►

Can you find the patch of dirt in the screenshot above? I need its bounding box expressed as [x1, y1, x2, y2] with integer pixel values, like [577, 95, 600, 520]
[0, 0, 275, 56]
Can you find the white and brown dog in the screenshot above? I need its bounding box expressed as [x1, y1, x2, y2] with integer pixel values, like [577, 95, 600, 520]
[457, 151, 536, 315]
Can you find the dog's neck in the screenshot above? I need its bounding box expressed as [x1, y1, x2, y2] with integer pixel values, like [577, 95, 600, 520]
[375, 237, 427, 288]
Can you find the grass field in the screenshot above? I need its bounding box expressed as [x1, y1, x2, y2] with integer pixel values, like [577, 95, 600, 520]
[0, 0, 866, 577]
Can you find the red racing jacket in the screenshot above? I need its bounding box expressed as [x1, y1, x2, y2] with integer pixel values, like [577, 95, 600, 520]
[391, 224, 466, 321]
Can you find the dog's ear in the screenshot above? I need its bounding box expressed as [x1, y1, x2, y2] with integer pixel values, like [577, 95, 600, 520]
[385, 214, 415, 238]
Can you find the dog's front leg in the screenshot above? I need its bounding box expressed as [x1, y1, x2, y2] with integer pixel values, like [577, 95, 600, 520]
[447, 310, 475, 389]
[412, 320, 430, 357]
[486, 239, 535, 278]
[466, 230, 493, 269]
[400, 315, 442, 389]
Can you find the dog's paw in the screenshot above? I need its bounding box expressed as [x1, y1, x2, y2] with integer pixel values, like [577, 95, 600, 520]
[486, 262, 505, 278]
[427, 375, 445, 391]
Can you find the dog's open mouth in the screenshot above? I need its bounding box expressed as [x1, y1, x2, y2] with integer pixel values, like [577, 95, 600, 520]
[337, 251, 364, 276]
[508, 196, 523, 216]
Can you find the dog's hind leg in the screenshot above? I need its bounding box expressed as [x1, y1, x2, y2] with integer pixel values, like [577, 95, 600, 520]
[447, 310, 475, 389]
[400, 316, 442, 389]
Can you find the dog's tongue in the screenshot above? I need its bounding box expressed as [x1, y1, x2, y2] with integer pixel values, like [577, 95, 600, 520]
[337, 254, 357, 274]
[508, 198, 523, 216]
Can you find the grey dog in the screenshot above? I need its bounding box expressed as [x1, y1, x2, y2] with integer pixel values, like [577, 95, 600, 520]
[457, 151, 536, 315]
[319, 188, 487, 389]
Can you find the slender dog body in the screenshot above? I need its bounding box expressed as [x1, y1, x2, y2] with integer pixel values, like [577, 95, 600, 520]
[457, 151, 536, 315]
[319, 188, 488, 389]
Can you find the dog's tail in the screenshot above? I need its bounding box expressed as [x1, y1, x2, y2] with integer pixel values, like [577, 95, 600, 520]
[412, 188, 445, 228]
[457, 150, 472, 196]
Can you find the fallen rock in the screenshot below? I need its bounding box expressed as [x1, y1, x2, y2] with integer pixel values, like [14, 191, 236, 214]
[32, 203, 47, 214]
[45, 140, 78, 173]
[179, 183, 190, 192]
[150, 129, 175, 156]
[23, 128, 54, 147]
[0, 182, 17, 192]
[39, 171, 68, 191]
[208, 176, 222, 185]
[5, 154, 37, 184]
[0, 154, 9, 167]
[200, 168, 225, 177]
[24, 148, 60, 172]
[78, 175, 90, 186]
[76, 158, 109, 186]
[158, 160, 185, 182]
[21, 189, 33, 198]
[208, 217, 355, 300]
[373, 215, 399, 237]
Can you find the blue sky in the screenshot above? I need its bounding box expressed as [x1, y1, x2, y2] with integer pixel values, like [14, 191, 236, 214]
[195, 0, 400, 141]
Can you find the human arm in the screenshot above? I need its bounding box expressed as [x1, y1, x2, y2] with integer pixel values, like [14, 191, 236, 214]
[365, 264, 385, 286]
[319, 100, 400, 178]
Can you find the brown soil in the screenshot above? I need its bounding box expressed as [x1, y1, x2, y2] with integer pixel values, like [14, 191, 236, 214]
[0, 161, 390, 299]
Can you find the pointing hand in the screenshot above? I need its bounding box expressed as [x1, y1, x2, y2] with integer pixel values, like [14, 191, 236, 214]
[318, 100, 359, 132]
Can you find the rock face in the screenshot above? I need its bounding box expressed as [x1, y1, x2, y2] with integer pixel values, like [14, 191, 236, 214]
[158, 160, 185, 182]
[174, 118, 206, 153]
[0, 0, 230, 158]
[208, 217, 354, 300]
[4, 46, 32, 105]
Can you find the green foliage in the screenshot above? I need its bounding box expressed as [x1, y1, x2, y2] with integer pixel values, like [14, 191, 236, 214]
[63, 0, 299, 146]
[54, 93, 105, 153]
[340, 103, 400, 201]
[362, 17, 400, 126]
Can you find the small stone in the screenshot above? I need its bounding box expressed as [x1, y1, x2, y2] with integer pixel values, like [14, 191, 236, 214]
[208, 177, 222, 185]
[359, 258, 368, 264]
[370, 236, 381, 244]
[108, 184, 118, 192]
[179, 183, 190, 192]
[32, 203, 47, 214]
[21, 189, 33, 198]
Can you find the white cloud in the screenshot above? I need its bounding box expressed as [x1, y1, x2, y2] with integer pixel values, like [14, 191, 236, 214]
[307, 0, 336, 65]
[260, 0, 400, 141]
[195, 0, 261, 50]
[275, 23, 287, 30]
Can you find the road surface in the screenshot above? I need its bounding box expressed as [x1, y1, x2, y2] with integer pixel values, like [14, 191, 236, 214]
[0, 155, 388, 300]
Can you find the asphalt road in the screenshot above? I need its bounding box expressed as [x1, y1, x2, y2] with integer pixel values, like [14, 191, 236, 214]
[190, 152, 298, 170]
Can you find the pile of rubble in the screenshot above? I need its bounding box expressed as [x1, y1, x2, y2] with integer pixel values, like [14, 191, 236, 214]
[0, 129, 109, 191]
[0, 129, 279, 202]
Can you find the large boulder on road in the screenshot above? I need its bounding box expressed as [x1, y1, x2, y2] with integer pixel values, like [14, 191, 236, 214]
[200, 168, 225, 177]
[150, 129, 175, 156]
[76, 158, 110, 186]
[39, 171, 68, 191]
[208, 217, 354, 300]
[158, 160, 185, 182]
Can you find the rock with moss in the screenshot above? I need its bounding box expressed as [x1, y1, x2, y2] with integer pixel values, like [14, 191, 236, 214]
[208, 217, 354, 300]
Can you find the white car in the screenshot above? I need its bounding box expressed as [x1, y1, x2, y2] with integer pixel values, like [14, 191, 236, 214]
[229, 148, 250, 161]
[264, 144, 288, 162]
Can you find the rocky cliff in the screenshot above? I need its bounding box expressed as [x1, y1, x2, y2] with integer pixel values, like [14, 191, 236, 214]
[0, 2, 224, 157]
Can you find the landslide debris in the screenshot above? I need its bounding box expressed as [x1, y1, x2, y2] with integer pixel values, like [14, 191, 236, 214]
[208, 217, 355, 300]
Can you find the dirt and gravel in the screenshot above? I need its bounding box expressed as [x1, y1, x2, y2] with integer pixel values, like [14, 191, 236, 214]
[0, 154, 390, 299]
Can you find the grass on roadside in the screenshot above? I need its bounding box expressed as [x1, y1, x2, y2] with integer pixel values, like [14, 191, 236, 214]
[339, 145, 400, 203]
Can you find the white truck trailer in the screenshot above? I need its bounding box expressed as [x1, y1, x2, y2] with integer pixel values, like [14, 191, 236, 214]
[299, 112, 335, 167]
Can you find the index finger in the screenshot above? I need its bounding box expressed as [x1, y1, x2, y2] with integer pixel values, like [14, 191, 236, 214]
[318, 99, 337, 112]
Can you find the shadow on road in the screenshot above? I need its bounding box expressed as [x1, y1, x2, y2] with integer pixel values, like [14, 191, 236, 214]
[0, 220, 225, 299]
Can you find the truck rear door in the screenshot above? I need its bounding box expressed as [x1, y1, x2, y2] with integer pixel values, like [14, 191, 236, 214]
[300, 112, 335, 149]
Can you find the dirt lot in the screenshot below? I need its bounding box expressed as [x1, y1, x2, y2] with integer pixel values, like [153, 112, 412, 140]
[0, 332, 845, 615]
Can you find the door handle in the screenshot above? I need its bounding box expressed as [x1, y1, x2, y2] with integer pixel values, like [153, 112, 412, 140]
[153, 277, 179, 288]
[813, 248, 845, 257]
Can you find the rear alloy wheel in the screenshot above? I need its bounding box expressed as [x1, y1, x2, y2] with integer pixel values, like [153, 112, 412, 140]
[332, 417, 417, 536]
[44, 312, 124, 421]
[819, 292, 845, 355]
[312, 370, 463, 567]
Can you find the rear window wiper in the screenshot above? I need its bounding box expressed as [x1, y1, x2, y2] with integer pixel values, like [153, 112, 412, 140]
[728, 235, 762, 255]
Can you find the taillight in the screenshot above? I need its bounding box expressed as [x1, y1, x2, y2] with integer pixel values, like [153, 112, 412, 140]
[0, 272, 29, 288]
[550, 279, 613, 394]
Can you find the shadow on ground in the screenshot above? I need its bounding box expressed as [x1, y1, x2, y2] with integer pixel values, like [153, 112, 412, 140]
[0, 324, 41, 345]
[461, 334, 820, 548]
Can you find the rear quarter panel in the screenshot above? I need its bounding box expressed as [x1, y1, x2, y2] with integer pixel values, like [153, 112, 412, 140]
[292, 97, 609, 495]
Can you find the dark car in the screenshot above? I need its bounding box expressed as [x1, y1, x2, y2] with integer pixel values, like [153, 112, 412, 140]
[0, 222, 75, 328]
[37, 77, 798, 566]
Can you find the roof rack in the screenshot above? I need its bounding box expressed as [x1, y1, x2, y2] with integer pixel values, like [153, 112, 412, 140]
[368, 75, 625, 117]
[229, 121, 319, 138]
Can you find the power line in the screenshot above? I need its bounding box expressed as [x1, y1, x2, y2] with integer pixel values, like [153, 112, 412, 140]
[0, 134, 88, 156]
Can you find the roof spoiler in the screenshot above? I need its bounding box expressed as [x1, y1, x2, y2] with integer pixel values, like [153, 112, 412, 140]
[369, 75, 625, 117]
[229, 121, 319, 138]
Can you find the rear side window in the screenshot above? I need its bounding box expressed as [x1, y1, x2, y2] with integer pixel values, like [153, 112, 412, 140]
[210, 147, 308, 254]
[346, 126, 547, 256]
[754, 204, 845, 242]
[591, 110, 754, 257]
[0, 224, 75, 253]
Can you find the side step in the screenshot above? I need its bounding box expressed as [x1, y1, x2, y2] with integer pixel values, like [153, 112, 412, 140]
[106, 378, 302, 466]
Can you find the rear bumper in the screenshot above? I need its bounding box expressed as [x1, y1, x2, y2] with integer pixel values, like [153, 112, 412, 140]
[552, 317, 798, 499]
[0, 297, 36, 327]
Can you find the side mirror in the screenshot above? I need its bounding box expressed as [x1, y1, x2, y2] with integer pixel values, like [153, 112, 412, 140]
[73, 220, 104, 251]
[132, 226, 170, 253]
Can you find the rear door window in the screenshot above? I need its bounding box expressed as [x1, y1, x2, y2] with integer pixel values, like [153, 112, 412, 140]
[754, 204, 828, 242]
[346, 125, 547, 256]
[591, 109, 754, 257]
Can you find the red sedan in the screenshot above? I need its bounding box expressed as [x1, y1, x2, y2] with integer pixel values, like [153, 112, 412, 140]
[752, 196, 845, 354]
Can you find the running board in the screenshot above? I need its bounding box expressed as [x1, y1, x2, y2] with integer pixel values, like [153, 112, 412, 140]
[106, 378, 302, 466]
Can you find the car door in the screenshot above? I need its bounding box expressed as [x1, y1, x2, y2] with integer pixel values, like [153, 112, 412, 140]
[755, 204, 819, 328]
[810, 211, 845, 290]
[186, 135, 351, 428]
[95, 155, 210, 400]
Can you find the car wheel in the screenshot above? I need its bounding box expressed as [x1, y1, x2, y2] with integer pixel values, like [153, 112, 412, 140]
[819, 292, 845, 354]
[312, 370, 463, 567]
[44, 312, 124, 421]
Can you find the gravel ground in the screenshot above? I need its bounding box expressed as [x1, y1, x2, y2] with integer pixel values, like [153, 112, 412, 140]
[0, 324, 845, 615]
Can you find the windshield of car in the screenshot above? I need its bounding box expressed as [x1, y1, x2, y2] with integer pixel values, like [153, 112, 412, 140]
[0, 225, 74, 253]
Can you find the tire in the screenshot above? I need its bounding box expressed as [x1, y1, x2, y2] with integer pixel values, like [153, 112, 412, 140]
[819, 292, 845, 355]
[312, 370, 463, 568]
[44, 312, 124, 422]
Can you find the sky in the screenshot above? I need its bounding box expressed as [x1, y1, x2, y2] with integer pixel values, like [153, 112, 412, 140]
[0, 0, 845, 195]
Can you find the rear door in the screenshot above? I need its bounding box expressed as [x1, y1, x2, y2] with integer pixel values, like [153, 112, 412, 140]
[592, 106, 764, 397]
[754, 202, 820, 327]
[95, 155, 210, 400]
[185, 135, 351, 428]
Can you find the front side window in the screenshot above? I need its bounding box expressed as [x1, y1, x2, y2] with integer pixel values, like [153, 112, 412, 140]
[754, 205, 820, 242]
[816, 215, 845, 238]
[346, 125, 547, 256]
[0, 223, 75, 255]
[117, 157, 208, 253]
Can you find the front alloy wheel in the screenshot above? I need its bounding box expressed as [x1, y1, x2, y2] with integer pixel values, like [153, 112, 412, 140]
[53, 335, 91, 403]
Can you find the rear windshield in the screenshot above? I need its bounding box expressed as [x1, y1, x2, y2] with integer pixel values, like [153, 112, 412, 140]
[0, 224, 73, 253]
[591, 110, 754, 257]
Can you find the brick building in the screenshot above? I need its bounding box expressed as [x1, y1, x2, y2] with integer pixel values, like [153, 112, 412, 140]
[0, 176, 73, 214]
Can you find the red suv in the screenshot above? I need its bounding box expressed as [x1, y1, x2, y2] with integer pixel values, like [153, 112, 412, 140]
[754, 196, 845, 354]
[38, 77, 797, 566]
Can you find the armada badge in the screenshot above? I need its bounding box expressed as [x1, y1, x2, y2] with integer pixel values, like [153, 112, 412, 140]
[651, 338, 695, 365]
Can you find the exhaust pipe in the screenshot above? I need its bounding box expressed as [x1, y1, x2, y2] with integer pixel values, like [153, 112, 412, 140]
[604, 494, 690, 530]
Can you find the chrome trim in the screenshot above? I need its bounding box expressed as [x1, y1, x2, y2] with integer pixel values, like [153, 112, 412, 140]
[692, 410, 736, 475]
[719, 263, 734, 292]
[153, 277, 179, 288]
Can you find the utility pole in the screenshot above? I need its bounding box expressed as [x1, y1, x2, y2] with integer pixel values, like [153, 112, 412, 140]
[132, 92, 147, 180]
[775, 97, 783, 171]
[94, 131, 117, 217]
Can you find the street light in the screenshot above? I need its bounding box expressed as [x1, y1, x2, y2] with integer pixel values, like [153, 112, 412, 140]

◄

*INSTRUCTIONS TO FOLLOW*: Rewrite every line from the one that has "Can you find the rear alloy" through the one that has "[0, 224, 75, 253]", multiplying each bounding-box coordinate by 1.5 and rounding to a whole number, with halves rounded up. Keep the text lines between the boxes unchanged, including the sample coordinates inside them.

*FINISHED EXERCISE*:
Can you find the rear alloy wheel in the screenshot above? I need its bounding box expressed as [x1, y1, x2, y2] with integer pixel values, like [153, 112, 412, 140]
[498, 626, 626, 804]
[66, 468, 186, 632]
[1229, 438, 1268, 533]
[468, 555, 695, 851]
Can you find the rear window wiper in the screenshot above? I need its bounding box expressed as [x1, y1, x2, y2] with integer pixel values, like [153, 112, 412, 140]
[1092, 353, 1143, 383]
Can you find the taillight in the screenshot above? I need its bounding box expressed as [x1, y1, x2, y2] with integer pixel values, like [153, 112, 412, 140]
[0, 408, 44, 432]
[825, 419, 920, 591]
Can you find the shadow on ground in the screenshot above? I need its bounding box expressed as [x1, y1, x2, y2] with integer pixel values, like [153, 112, 412, 140]
[0, 486, 62, 518]
[692, 501, 1230, 822]
Can you find the rear quarter panel in the screenshot above? I need its bounding box expressed as [x1, y1, x2, y2] with integer pixel values, like [153, 112, 412, 140]
[438, 146, 914, 743]
Can you find the dark car in the screenshot above? I need its bounding box expressed as [x1, y1, x2, y2] with integer pixel values, like [153, 112, 412, 140]
[0, 333, 113, 492]
[56, 116, 1197, 849]
Can you find the roof rack in the screenshot above? I need its bounding box expressed as [x1, y1, x2, y2] with integer pixel values, like [153, 112, 412, 140]
[552, 113, 938, 176]
[344, 182, 479, 207]
Can you find the power line in the screenshot above? I need its bounding box expressed as [x1, y1, x2, y2] with integer pixel values, like [153, 112, 412, 140]
[0, 201, 132, 234]
Can you find the roof spoiler in the screenshot above? I need its bounding box expressed as [x1, y1, x2, y2] with integer pixel values, like [153, 112, 412, 140]
[554, 113, 938, 176]
[344, 182, 479, 207]
Can you find the rear side window in the screenshot above? I need its bounding box expressed as [x1, y1, x2, y2] with integer pixel values, like [153, 112, 412, 140]
[315, 221, 462, 381]
[519, 189, 821, 384]
[1131, 306, 1268, 363]
[887, 165, 1131, 386]
[0, 336, 113, 380]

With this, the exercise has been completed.